▶ **What needs to be done**
How many lines of the material below contain the string "jeans"? Case matters. Reply with the number alone.

* START *

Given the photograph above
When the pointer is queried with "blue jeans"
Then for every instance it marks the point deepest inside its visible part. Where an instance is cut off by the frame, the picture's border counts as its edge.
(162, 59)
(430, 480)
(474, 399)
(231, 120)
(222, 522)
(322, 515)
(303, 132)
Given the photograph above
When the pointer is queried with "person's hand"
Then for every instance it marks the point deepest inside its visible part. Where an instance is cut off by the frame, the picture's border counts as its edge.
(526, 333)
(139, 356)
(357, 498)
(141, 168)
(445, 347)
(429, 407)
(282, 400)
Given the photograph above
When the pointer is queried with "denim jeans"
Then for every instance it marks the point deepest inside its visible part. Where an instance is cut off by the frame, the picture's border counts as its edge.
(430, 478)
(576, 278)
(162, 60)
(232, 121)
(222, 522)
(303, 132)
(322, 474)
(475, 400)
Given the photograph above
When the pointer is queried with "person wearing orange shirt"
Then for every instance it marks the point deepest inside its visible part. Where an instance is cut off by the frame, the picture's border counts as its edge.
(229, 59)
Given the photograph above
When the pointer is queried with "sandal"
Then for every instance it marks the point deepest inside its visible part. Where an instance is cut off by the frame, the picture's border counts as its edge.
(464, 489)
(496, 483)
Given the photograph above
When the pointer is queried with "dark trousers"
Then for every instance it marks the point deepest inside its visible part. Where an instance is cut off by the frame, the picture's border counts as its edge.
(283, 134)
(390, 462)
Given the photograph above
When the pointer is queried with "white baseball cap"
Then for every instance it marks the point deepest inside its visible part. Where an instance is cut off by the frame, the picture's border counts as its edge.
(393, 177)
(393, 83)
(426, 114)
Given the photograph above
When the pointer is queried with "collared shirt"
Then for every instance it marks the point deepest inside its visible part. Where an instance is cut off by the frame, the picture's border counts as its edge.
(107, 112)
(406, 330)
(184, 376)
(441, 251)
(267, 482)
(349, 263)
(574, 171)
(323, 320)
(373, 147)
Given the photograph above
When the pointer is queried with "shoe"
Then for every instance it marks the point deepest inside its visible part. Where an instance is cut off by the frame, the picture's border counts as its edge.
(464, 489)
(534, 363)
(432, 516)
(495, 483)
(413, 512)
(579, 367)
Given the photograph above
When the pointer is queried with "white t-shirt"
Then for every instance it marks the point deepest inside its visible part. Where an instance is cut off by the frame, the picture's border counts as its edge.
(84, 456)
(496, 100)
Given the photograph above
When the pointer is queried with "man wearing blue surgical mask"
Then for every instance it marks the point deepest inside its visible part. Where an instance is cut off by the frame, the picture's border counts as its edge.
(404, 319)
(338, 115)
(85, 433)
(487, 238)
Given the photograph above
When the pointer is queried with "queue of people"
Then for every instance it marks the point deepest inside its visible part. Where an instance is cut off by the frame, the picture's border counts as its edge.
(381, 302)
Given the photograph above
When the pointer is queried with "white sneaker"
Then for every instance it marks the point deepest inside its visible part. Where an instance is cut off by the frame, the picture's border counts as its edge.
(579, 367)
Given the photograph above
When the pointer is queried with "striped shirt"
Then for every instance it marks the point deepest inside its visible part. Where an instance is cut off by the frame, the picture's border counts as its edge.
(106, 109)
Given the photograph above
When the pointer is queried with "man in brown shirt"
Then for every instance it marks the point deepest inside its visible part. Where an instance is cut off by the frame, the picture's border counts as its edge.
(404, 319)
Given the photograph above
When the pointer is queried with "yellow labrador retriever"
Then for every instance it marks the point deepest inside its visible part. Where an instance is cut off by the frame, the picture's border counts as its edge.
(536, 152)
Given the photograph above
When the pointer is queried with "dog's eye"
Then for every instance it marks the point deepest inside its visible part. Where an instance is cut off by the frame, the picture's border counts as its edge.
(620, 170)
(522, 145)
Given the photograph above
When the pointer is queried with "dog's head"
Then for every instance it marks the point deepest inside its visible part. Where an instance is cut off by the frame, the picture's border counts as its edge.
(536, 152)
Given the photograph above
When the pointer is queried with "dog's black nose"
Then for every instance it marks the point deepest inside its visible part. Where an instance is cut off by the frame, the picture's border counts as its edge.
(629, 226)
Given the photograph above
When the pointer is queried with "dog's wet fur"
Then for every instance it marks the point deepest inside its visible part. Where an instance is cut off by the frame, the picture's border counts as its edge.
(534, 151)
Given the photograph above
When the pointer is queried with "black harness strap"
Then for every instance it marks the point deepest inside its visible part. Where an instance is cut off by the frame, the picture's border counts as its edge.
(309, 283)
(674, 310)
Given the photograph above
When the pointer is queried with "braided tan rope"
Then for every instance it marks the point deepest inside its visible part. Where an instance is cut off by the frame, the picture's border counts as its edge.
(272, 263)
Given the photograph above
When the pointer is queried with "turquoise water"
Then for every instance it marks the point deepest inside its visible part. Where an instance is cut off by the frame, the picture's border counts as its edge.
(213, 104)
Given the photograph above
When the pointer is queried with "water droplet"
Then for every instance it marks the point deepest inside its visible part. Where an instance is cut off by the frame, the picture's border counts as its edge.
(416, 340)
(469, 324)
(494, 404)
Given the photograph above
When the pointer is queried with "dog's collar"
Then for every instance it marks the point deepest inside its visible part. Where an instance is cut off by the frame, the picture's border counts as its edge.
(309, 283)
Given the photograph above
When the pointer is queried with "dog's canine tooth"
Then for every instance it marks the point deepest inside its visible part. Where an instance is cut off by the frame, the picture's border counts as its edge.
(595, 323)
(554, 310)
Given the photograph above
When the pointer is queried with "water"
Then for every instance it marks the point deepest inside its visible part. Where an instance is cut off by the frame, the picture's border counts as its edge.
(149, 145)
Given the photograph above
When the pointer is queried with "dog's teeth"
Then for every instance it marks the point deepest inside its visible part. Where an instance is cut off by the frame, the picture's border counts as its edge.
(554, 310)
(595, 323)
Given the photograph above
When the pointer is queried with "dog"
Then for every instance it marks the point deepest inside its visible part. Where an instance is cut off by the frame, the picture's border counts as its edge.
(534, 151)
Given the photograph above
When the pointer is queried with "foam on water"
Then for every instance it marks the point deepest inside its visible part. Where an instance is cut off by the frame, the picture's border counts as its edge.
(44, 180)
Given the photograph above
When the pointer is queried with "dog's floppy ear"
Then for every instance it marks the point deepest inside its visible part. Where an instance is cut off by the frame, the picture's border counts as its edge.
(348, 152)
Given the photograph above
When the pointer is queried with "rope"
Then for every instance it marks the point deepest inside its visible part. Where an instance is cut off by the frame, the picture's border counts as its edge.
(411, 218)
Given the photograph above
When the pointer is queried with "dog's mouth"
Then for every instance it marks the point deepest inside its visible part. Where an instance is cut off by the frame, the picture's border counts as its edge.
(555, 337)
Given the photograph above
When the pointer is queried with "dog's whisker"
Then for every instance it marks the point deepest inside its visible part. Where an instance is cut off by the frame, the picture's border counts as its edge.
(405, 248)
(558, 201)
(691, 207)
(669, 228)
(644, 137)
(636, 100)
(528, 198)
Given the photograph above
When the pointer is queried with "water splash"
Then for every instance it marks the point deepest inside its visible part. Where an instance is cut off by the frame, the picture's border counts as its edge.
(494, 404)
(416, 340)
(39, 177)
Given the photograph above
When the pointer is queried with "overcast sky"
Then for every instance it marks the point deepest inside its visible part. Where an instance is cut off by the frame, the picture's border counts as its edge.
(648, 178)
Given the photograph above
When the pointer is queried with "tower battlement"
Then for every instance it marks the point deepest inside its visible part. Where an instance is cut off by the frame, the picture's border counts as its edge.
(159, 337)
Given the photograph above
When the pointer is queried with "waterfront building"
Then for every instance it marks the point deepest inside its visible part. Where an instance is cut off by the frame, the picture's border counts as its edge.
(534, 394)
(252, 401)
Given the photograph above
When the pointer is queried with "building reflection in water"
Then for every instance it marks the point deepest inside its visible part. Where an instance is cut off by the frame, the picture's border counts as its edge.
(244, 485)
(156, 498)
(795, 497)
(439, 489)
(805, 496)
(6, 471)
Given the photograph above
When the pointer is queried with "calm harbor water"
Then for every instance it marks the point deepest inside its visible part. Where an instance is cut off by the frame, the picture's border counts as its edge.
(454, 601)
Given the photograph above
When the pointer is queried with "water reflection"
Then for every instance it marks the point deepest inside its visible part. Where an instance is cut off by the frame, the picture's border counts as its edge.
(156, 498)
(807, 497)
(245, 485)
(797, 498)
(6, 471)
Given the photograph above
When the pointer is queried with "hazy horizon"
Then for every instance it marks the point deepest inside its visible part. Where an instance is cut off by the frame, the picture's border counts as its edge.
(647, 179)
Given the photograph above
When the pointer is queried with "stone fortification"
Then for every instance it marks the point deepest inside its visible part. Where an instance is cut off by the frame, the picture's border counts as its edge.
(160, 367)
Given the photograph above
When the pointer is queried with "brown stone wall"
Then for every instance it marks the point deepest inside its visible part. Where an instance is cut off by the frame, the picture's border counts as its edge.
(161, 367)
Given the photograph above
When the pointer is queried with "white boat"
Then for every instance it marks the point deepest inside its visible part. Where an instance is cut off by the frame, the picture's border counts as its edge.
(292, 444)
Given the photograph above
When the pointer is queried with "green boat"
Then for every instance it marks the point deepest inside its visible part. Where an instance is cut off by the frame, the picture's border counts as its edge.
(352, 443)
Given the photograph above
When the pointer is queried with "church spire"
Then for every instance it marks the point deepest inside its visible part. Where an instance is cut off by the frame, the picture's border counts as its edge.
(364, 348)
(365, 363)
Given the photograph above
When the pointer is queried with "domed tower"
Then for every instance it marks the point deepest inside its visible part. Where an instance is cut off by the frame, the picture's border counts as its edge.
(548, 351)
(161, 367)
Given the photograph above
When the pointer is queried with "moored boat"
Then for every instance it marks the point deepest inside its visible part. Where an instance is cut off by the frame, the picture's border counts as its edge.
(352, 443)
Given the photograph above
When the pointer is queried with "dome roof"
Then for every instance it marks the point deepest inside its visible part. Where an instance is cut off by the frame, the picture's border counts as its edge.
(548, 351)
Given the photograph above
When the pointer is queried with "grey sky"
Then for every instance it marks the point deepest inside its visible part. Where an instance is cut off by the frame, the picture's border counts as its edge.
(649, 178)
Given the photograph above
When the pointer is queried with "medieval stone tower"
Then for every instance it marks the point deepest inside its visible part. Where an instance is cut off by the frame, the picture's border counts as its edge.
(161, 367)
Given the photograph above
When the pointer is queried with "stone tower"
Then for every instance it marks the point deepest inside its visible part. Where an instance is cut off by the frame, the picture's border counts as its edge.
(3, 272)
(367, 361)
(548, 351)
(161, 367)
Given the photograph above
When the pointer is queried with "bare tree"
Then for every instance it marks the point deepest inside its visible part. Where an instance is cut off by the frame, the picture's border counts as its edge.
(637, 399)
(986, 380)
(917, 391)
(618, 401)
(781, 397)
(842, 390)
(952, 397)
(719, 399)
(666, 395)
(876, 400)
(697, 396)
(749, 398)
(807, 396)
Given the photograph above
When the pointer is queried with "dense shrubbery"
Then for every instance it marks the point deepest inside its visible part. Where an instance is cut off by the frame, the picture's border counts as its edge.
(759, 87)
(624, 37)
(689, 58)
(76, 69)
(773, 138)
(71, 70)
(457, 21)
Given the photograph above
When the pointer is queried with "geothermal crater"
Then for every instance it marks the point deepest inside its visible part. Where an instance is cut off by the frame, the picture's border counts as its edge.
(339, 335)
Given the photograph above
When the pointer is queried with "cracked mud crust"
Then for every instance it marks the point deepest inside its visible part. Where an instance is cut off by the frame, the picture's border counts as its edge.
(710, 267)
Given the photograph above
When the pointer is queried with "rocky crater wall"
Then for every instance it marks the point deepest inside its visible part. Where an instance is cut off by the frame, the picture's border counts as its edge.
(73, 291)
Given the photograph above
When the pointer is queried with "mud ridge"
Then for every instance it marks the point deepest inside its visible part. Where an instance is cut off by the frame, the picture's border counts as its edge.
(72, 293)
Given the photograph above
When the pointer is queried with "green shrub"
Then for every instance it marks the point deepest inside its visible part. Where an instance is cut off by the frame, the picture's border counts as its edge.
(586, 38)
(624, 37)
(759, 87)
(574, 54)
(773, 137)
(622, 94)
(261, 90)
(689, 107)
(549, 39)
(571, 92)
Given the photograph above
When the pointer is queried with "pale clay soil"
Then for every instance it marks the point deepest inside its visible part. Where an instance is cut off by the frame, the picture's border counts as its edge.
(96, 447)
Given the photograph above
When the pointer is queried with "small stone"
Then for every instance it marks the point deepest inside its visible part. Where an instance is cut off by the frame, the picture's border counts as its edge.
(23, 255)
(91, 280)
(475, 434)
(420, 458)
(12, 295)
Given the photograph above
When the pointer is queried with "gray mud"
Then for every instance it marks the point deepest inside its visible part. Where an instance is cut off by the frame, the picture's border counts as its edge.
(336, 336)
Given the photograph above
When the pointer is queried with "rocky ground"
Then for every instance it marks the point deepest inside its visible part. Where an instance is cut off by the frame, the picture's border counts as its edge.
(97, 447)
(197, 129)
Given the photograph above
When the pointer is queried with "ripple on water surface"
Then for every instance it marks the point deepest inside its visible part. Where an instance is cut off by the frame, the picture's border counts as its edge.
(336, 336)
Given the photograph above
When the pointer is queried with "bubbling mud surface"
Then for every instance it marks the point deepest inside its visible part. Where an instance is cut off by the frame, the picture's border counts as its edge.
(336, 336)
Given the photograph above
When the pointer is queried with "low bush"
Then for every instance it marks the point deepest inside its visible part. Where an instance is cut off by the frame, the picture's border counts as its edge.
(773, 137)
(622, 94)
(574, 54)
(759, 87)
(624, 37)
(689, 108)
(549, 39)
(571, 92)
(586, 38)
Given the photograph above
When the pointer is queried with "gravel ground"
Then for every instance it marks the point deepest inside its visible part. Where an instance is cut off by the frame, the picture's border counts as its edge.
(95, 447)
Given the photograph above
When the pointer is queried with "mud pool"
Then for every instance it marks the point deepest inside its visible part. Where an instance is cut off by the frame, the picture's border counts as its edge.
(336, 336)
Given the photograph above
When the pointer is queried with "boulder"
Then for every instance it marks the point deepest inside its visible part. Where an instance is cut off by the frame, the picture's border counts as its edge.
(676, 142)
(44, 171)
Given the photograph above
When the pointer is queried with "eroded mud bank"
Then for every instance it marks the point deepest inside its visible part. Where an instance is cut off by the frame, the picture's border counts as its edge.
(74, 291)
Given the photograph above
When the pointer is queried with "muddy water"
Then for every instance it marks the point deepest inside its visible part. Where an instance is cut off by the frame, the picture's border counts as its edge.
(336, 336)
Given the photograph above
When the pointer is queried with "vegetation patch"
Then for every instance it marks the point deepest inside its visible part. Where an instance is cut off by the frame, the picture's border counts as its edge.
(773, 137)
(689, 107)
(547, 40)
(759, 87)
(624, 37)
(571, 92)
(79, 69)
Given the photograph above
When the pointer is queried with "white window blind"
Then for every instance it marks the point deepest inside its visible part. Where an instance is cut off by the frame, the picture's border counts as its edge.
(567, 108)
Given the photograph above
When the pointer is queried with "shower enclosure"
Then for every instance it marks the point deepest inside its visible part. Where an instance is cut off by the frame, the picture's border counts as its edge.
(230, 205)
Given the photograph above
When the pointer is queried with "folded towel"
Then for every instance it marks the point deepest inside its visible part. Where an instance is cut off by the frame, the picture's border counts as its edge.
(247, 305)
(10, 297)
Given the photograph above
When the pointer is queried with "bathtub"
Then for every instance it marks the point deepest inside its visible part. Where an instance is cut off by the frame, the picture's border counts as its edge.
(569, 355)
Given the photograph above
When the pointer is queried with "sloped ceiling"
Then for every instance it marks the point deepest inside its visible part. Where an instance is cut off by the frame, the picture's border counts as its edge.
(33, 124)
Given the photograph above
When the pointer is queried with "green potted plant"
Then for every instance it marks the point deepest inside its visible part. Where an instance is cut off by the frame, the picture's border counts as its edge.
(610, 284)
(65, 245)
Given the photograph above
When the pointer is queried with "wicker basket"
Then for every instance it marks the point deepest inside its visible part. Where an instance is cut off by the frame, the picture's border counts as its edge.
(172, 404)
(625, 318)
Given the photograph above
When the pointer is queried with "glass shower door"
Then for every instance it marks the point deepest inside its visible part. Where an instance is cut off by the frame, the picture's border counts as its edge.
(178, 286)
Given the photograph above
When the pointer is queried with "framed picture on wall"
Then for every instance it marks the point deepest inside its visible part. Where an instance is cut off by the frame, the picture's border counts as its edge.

* END *

▶ **The completed task**
2